> [What is asked]: Report how many lines in the records below contain the string "wall", treating uppercase and lowercase as different, and give only the number.

> [Data shown]:

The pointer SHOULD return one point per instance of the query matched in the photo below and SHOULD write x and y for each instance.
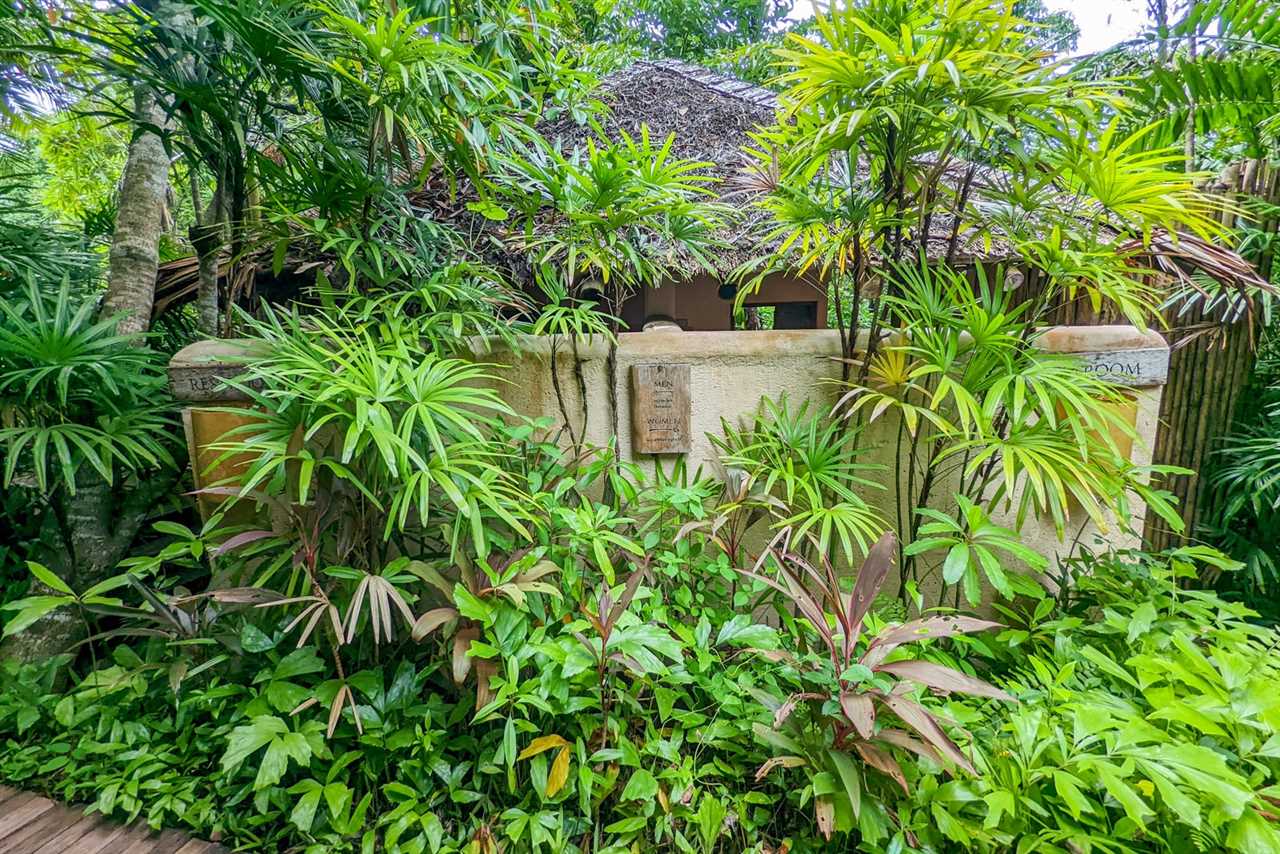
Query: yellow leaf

* * *

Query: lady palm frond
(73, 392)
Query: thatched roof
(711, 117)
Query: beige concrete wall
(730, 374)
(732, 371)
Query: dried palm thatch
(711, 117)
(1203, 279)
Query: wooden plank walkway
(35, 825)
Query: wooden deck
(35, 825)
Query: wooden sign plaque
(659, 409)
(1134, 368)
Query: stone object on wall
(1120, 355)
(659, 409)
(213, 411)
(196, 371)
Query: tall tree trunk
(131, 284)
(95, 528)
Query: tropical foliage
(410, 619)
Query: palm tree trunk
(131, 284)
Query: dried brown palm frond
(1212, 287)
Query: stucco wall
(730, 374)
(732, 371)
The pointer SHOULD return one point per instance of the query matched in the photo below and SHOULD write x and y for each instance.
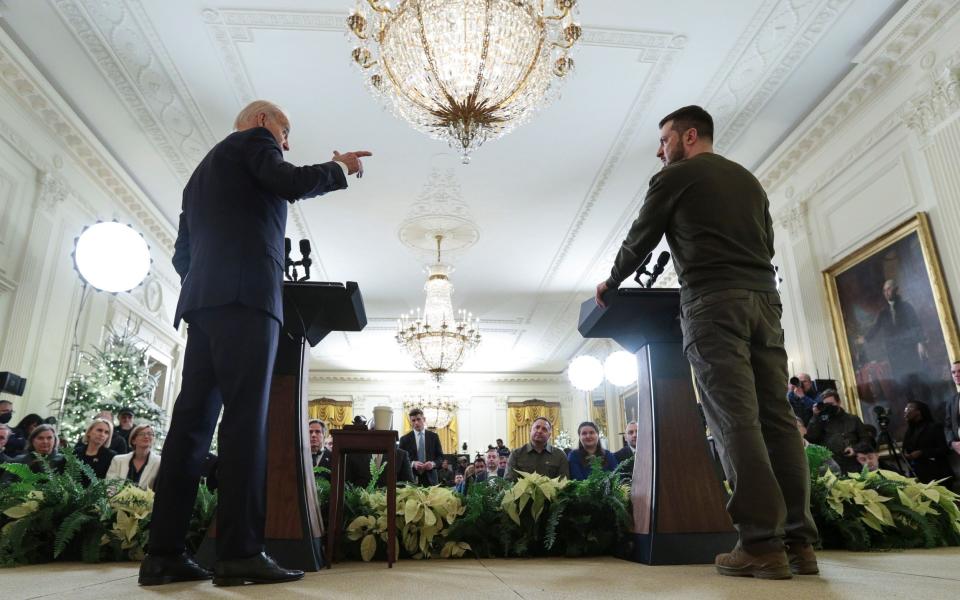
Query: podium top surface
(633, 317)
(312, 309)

> [Output for this exercise]: 3